### TASK INSTRUCTIONS
From the line containing "box: [80, 551, 105, 600]" down to the line containing "11L0 0V542L59 420L58" in the records below, reproduce every line exactly, ends included, and omit all others.

### PROVIDED INFORMATION
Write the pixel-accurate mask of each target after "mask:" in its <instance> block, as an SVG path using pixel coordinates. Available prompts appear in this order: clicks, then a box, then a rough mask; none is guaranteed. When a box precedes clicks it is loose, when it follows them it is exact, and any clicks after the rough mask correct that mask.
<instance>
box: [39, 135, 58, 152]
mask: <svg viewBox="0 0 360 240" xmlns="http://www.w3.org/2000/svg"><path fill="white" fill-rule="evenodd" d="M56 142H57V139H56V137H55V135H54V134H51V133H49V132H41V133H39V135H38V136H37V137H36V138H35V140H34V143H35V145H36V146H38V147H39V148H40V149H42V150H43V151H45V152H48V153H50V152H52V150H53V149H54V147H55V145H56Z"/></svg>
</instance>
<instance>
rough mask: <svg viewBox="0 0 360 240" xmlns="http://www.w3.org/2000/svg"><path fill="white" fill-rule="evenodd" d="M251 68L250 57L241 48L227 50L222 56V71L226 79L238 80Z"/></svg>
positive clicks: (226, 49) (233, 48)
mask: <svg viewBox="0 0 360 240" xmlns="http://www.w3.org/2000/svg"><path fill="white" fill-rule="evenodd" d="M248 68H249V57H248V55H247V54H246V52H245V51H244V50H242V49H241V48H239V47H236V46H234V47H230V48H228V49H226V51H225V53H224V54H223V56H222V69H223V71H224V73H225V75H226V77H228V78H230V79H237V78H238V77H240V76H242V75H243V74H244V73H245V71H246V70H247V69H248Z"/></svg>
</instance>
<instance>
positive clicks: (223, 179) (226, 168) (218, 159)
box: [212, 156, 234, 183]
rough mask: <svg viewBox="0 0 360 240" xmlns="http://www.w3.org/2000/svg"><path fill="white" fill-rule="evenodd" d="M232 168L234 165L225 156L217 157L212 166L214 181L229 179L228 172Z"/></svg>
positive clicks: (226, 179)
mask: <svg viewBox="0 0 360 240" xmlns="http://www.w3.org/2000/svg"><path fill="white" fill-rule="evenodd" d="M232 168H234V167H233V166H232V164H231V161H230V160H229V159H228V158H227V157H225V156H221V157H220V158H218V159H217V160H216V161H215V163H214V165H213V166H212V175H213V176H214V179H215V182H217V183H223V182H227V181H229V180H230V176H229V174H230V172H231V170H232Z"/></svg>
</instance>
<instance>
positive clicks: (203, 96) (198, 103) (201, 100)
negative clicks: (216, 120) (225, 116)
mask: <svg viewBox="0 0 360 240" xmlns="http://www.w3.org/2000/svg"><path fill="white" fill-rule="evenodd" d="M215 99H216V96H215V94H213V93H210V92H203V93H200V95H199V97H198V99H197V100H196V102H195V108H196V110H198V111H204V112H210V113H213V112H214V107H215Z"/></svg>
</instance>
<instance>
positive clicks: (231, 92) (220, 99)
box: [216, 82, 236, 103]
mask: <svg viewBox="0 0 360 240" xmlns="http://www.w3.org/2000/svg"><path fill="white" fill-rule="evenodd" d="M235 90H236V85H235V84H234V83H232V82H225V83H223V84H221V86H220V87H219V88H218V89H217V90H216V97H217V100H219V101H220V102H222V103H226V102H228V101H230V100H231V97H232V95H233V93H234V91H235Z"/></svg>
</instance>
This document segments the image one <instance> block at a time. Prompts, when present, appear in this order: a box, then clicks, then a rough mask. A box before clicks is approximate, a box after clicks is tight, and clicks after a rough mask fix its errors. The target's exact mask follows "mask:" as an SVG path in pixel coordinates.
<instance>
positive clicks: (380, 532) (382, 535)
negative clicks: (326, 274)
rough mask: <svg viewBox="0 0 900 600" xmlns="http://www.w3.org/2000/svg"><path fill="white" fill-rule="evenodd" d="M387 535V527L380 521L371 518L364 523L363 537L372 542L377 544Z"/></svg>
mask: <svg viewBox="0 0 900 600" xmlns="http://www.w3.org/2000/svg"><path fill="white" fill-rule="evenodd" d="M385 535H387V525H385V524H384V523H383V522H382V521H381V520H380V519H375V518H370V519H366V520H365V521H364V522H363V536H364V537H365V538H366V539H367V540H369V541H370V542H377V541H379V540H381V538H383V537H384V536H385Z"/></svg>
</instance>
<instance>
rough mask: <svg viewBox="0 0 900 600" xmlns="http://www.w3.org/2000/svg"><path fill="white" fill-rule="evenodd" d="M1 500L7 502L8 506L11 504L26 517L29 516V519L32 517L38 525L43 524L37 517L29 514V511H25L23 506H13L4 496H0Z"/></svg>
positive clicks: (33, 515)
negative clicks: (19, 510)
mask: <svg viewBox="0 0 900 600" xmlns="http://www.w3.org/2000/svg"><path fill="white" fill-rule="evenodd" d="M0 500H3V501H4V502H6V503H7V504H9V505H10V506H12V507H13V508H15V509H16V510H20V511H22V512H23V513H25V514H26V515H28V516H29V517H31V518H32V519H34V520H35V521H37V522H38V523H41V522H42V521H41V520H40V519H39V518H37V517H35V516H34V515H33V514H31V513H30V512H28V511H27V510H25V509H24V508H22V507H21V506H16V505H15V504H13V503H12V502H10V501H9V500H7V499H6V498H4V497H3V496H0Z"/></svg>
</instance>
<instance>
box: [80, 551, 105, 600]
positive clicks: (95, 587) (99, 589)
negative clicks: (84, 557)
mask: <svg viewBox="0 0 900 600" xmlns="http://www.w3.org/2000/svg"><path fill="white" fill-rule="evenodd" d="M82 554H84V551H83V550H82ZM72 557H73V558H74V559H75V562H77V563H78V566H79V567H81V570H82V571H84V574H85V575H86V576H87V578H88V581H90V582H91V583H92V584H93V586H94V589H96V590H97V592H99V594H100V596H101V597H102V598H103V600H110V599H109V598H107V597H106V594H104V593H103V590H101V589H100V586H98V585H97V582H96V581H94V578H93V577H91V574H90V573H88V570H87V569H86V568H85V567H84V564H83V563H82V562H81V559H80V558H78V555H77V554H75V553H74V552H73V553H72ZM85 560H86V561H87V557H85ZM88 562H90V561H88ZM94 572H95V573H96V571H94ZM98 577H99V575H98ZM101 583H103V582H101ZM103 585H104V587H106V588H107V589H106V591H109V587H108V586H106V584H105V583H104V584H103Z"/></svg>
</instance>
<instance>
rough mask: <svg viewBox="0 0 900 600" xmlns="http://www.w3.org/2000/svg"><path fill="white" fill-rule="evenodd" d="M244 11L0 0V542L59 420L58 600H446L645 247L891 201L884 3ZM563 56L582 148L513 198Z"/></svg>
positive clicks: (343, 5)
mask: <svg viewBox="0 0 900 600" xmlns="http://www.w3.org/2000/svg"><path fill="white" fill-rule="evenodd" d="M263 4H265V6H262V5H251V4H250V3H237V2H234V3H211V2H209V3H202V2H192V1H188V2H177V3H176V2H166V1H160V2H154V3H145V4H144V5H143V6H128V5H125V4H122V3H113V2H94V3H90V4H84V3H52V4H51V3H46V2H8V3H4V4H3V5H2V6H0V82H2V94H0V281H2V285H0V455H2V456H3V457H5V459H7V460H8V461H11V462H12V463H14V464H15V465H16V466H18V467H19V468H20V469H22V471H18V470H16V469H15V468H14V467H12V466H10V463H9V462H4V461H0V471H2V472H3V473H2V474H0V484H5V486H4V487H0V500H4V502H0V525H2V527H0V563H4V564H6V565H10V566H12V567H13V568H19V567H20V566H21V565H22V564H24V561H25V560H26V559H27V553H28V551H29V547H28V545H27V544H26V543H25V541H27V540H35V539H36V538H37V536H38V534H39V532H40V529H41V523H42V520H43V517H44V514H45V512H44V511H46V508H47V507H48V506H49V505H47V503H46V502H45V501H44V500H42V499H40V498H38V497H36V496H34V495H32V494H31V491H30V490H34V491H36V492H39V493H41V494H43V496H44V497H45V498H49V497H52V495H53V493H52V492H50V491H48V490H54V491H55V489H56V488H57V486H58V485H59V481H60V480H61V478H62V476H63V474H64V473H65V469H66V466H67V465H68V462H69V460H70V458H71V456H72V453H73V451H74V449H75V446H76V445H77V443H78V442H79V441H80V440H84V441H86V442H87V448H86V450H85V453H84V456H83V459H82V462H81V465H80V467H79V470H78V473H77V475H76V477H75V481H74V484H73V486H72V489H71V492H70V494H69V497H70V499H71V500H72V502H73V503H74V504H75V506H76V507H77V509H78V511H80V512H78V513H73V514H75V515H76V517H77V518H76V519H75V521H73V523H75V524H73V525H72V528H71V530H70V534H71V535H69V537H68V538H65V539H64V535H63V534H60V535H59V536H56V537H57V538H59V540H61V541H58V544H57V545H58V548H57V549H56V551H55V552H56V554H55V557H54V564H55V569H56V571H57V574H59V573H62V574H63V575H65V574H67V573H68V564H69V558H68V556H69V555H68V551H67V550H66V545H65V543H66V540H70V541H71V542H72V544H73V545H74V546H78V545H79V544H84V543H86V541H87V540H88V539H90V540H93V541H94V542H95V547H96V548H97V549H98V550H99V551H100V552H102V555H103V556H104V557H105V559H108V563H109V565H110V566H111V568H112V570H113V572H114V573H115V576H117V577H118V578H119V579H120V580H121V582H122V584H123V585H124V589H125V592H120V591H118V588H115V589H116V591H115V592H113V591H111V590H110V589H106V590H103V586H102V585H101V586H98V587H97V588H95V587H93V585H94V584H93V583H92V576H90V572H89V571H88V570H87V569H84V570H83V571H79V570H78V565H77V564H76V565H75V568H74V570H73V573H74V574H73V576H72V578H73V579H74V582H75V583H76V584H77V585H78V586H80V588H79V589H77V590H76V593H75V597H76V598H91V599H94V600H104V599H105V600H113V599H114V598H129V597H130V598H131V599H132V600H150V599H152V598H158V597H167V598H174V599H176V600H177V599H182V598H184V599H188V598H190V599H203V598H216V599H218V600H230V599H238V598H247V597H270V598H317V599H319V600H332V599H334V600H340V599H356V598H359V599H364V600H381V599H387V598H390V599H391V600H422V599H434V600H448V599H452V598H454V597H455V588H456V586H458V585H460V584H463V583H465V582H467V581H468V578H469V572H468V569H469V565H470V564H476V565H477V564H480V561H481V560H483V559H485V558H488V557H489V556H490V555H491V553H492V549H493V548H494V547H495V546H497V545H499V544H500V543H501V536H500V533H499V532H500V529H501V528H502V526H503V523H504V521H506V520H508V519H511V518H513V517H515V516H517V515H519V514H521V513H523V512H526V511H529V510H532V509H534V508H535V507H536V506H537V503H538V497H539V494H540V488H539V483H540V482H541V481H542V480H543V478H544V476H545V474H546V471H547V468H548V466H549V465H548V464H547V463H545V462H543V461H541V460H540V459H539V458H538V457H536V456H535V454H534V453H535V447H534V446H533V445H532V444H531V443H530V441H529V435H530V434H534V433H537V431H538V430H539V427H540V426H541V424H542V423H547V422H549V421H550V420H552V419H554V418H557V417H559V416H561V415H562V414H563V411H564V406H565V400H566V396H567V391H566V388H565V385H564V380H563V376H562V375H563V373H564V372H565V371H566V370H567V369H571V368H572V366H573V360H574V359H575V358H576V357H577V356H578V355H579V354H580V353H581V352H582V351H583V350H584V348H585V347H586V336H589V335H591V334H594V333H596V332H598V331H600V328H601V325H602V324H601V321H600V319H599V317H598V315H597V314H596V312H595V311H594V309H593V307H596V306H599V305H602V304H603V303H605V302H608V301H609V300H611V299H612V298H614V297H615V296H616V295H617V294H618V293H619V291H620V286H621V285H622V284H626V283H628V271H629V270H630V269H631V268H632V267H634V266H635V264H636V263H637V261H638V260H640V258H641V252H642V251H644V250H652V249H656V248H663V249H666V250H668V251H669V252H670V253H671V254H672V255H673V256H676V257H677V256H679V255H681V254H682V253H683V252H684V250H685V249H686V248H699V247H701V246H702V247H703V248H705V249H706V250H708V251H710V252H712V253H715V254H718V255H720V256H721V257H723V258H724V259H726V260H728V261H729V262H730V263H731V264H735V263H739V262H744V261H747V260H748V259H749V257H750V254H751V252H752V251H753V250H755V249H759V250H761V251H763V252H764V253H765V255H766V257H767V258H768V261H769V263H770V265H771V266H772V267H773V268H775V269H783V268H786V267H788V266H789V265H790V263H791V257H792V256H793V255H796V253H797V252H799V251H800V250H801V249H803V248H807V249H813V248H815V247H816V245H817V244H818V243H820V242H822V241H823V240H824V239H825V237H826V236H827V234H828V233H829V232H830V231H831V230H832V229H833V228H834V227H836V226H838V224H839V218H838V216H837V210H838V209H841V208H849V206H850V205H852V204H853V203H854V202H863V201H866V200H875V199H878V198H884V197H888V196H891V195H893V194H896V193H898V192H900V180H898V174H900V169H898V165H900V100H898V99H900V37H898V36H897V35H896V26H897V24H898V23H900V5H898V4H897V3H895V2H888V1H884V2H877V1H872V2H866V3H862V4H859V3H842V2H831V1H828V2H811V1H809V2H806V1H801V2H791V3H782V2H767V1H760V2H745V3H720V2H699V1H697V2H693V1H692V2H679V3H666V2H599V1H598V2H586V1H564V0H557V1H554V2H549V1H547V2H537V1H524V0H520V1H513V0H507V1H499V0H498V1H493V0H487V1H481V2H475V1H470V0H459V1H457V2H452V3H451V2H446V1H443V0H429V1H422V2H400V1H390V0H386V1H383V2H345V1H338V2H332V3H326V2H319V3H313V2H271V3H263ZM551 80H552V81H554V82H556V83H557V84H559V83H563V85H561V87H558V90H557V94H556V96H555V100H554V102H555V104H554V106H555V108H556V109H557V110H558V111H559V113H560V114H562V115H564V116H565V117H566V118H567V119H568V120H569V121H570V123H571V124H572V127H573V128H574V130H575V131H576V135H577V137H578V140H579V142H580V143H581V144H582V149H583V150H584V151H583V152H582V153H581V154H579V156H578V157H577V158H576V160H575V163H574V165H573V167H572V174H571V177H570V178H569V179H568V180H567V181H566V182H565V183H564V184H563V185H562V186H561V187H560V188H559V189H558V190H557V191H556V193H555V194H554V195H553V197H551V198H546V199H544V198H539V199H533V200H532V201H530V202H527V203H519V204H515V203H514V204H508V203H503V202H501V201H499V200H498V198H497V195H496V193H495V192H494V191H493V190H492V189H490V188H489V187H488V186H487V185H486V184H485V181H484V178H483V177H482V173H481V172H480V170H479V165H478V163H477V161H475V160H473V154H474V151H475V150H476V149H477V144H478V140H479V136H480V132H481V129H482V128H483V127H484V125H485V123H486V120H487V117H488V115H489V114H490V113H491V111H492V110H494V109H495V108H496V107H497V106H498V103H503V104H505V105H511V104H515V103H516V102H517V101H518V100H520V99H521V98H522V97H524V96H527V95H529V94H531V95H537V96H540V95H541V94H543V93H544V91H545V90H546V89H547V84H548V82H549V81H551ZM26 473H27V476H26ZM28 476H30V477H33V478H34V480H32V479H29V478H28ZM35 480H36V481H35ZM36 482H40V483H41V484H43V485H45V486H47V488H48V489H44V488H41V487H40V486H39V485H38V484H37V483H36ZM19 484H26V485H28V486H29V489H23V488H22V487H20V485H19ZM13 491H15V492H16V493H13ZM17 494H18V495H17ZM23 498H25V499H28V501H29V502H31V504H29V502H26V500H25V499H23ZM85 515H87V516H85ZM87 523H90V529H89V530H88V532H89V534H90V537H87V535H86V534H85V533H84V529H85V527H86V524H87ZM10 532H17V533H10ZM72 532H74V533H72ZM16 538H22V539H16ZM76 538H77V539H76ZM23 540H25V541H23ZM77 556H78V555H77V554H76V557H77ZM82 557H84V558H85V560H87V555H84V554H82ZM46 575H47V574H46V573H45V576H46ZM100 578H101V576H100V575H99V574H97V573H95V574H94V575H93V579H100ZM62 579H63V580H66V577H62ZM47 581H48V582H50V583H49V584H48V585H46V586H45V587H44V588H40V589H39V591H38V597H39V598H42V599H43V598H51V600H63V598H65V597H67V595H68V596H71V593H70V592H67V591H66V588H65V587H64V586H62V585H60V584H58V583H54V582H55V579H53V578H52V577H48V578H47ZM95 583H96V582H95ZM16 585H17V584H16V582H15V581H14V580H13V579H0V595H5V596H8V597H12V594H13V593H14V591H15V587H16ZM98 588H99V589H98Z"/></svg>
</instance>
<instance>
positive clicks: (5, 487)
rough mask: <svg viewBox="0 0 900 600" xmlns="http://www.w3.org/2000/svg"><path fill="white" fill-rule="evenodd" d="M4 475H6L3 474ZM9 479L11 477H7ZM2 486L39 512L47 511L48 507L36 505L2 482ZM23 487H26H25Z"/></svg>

### EXERCISE ANSWER
box: [80, 551, 105, 600]
positive clicks: (95, 587) (99, 589)
negative clicks: (84, 557)
mask: <svg viewBox="0 0 900 600" xmlns="http://www.w3.org/2000/svg"><path fill="white" fill-rule="evenodd" d="M82 554H84V551H83V550H82ZM72 557H73V558H74V559H75V562H77V563H78V566H79V567H81V570H82V571H84V574H85V575H86V576H87V578H88V581H90V582H91V583H92V584H93V586H94V589H96V590H97V592H99V594H100V596H101V597H102V598H103V600H110V599H109V598H107V597H106V594H104V593H103V590H101V589H100V586H98V585H97V582H96V581H94V578H93V577H91V574H90V573H88V570H87V569H86V568H85V567H84V564H83V563H82V562H81V559H80V558H78V555H77V554H75V553H74V552H73V553H72ZM85 560H86V561H87V557H85ZM88 562H90V561H88ZM94 572H95V573H96V571H94ZM98 577H99V575H98ZM101 583H103V582H101ZM103 585H104V587H106V588H107V589H106V591H109V587H108V586H106V584H105V583H104V584H103Z"/></svg>
</instance>
<instance>
rough mask: <svg viewBox="0 0 900 600" xmlns="http://www.w3.org/2000/svg"><path fill="white" fill-rule="evenodd" d="M244 11L0 0V542L59 420L58 600H446L645 247L891 201L884 3ZM563 56L582 148L513 198Z"/></svg>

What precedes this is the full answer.